Text section:
• • •

In conjunction with SDN and NFV, the technique of network slicing provides a framework for sharing common resources, such as computing hardware, across multiple VNFs while isolating the different network slices from each other. Afolabi et al. [69] have surveyed the softwarization principles and enabling technologies for network slicing. As discussed in the survey by Foukas et al. [70] for VNFs in 5G, for the design of 5G infrastructure, network slicing provides effective management and resource allocation to multiple tenants (e.g., service providers) on the same physical infrastructure. A more general survey on network slicing for wireless networks (not specific to 5G wireless networks) has been presented by Richart et al. [71]. The surveys [72]-[75] have discussed network slicing and the management of resources in the context of 5G based on both SDN and NFV.

# 4) NFV IN MULTI-ACCESS EDGE COMPUTING (MEC)

• • •

Exercise materials:
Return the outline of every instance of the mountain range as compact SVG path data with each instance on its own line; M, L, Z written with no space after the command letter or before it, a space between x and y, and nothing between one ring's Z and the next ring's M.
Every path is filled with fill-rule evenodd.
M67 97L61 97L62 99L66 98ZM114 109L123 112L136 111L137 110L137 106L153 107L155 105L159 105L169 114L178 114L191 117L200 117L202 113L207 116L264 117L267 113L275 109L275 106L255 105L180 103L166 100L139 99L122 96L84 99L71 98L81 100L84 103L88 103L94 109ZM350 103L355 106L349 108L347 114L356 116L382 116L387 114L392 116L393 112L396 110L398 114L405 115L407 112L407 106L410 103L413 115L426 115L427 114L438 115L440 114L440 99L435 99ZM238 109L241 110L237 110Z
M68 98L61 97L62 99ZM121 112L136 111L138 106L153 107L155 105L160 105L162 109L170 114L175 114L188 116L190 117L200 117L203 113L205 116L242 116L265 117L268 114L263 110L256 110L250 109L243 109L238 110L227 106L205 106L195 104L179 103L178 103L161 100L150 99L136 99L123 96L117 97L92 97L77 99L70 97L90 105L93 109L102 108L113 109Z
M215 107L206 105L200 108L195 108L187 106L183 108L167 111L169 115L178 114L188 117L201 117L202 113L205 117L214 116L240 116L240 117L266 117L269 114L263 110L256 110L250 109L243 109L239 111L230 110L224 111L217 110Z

• • •

Parts of the exercise:
1 – According to the network slicing text, who presented a more general survey on network slicing for wireless networks that is not specific to 5G?
2 – Please rewrite the records with "mountain range" swapped for "hill", leaving everything else unchanged.

Exercise results:
1 – Richart et al. [71]

2 –
Return the outline of every instance of the hill as compact SVG path data with each instance on its own line; M, L, Z written with no space after the command letter or before it, a space between x and y, and nothing between one ring's Z and the next ring's M.
Every path is filled with fill-rule evenodd.
M67 97L61 97L62 99L66 98ZM114 109L123 112L136 111L137 110L137 106L153 107L155 105L159 105L169 114L178 114L191 117L200 117L202 113L207 116L264 117L267 113L275 109L275 106L255 105L180 103L166 100L139 99L122 96L84 99L71 98L81 100L84 103L88 103L94 109ZM350 103L355 106L349 108L347 114L356 116L382 116L387 114L392 116L393 112L396 110L398 114L405 115L407 112L407 106L410 103L413 115L426 115L427 114L438 115L440 114L440 99L435 99ZM238 109L241 110L237 110Z
M68 98L61 97L62 99ZM121 112L136 111L138 106L153 107L155 105L160 105L162 109L170 114L175 114L188 116L190 117L200 117L203 113L205 116L242 116L265 117L268 114L263 110L256 110L250 109L243 109L238 110L227 106L205 106L195 104L179 103L178 103L161 100L150 99L136 99L123 96L117 97L92 97L77 99L70 97L90 105L93 109L102 108L113 109Z
M215 107L206 105L200 108L195 108L187 106L183 108L167 111L169 115L178 114L188 117L201 117L202 113L205 117L214 116L240 116L240 117L266 117L269 114L263 110L256 110L250 109L243 109L239 111L230 110L224 111L217 110Z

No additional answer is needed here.